Print the following lines exactly, starting at the line that contains "Can you find the field" and continuing down through the line that contains "pixel 520 428", with both of those lines included.

[Extracted data entries]
○ ○ ○ ○
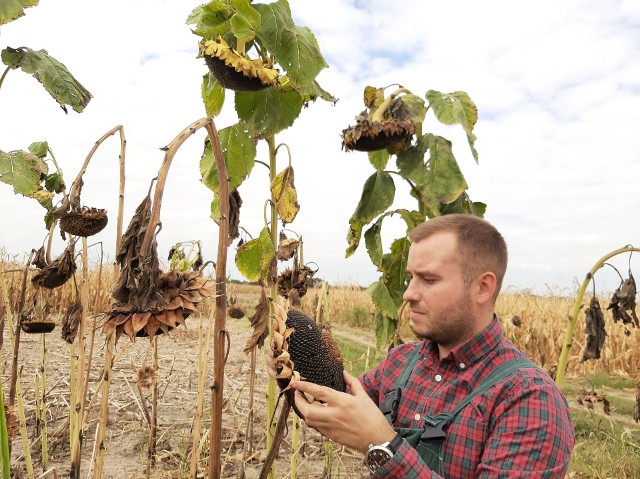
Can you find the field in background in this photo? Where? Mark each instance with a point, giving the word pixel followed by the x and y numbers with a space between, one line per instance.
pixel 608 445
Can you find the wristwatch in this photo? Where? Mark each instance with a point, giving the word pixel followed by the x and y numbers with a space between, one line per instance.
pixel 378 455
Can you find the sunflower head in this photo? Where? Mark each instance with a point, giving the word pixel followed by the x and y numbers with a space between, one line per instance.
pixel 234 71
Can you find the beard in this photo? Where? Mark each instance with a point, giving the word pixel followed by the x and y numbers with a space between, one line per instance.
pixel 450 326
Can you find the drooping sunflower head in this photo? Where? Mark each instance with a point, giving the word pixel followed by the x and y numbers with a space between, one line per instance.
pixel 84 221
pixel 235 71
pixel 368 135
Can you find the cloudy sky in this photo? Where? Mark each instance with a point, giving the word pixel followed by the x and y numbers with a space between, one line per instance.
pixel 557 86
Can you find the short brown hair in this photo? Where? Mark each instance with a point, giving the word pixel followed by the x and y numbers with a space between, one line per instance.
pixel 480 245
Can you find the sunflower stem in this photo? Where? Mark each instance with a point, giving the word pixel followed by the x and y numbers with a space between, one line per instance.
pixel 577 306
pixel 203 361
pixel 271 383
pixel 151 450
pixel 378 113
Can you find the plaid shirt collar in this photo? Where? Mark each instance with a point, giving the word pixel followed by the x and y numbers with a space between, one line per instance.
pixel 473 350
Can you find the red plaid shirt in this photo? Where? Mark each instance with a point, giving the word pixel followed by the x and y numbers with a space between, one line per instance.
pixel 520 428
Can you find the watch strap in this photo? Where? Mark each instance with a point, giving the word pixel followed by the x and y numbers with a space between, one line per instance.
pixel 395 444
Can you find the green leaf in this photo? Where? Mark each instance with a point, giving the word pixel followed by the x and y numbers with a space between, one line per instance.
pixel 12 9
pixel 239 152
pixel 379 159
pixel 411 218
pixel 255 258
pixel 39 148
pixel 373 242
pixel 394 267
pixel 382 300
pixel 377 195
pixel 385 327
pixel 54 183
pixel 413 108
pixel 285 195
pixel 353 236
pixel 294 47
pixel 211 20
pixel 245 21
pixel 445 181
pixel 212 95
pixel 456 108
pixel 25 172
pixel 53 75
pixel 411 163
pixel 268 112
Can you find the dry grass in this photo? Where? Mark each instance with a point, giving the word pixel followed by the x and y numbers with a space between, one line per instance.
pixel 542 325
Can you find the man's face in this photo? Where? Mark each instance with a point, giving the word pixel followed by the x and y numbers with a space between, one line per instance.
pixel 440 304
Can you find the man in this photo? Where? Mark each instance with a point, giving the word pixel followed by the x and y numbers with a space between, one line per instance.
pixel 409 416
○ ○ ○ ○
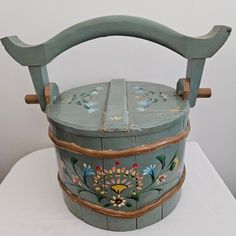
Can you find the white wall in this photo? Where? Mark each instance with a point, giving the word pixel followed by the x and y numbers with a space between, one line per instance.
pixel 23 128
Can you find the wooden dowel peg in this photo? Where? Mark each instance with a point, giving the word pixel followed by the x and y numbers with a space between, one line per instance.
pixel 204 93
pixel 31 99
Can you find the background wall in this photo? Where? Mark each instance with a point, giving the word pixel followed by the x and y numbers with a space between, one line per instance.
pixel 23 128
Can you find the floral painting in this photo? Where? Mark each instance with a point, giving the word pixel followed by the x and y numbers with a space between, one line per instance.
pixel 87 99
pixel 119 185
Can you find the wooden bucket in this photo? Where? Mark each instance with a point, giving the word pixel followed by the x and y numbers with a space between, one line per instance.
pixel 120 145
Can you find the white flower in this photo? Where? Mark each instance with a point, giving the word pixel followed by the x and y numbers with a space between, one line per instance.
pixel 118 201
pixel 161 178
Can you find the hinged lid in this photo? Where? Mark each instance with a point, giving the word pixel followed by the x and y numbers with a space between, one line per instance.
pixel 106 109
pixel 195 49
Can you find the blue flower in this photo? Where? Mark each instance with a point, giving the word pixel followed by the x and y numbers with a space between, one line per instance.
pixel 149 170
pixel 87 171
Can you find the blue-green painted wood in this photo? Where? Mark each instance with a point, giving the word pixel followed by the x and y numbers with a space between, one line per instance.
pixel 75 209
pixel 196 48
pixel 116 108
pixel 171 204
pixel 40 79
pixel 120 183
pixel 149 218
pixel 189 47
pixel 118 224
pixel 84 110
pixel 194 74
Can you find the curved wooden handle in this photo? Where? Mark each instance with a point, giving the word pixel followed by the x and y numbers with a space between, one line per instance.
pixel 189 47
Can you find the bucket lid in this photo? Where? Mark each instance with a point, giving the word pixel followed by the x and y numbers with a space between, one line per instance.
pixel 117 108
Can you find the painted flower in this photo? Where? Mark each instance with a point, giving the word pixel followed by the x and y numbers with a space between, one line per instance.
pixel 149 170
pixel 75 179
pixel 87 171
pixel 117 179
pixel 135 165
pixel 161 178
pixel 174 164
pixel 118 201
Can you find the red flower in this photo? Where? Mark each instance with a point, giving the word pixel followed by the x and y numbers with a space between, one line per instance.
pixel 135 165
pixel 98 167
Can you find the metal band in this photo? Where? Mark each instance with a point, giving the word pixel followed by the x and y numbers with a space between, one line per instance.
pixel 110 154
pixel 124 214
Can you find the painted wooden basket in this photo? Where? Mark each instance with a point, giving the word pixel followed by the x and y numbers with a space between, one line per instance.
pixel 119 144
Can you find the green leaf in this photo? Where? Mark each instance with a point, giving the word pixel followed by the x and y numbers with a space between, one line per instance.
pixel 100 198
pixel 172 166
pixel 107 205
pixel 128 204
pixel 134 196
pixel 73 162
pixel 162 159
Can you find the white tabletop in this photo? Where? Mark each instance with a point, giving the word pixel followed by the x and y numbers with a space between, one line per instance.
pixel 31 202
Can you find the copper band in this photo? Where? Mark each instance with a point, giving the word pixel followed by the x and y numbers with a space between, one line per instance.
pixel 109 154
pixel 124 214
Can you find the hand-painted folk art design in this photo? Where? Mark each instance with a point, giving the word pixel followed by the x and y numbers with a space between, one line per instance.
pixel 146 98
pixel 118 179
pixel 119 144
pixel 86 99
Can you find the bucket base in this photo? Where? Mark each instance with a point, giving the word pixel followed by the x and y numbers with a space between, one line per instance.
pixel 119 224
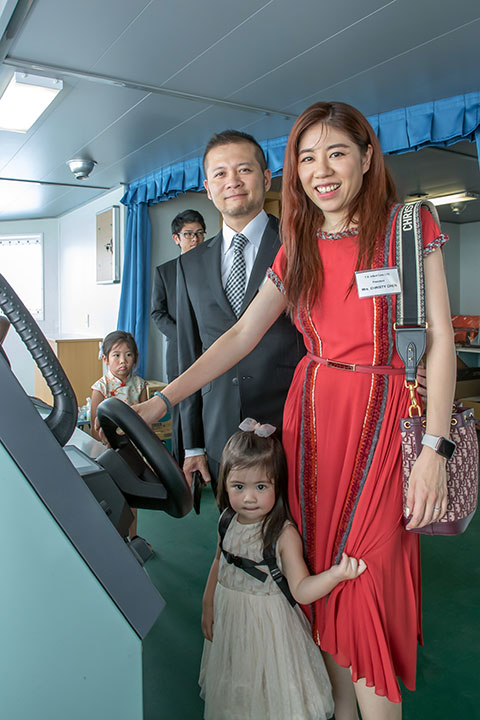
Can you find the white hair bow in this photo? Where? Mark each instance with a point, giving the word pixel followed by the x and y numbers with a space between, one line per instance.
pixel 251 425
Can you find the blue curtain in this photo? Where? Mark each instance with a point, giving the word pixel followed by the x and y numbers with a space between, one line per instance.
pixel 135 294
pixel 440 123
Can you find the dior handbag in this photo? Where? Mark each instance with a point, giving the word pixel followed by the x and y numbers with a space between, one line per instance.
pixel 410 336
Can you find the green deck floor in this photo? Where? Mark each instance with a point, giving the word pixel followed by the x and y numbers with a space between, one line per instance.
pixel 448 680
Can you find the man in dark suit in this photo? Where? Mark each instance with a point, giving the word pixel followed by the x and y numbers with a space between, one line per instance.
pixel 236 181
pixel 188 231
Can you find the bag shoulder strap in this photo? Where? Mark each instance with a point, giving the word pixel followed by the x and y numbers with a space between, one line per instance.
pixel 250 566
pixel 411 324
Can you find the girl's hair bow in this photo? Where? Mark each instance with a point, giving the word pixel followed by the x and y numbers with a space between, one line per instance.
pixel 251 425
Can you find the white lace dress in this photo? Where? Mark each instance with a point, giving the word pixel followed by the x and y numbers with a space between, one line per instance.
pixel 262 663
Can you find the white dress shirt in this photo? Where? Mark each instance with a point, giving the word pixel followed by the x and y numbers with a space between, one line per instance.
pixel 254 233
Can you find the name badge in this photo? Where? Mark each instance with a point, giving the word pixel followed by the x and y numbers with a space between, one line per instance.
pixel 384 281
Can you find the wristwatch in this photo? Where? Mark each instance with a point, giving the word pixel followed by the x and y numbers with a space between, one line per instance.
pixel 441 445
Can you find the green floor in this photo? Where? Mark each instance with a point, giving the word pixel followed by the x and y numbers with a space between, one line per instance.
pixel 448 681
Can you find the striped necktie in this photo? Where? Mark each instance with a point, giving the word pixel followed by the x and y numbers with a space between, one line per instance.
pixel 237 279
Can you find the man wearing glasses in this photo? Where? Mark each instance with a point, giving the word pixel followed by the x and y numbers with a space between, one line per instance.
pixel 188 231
○ ○ ○ ○
#### [OUTPUT FOR THIS EXERCISE]
Can you find the field in background in this photo? Where? Mark each instance with a point, giving the word pixel followed by the x and y numbers with a space between, one line per instance.
pixel 608 445
Can you find the wristwatch in this photo? Where? Mark each instance with a point, giving the word pixel followed by the x and y numbers with a space between, one line per instance.
pixel 378 455
Can you find the sunflower head in this photo? Where? Mark each instance with a point, giving the word pixel followed by the x and y numbers with a space between, one line per instance.
pixel 234 71
Can you find the beard in this photo? Where? Mark each instance with a point, giving the word pixel followed by the x and y numbers with a space between, one line per instance.
pixel 450 326
Can you find the drooping sunflower head in this photo? Where? Mark each instance with a point, giving the word pixel followed by the x and y numbers with a space between, one line per instance.
pixel 84 221
pixel 235 71
pixel 368 135
Can you find the cloudy sky in this photo? Where? Mark each instance with a point, giving the word pixel followed by the x and y numbers with a space between, one line per instance.
pixel 557 86
Can you find the short brown hair in this photo? Where? Mark each instance with a point, giving the word pixel followed by the x and y numbers with a space between, one line per instance.
pixel 480 245
Can you find the sunflower stem in this photo? Where? Mark each instance with a point, giving the word pixel followed by the x and y numbers with a space between, one line per instance.
pixel 577 306
pixel 203 361
pixel 271 383
pixel 151 450
pixel 378 113
Can you find the plaid shirt collar in this photo? Where? Mark each instance with a point, giving the word pixel followed by the x and y numbers with a space between, one line per instance.
pixel 473 350
Can you find the red plaid shirt in this photo? Where? Mark each instance with a point, giving the word pixel followed by the x and y numbers with a space between, one line per instance.
pixel 520 428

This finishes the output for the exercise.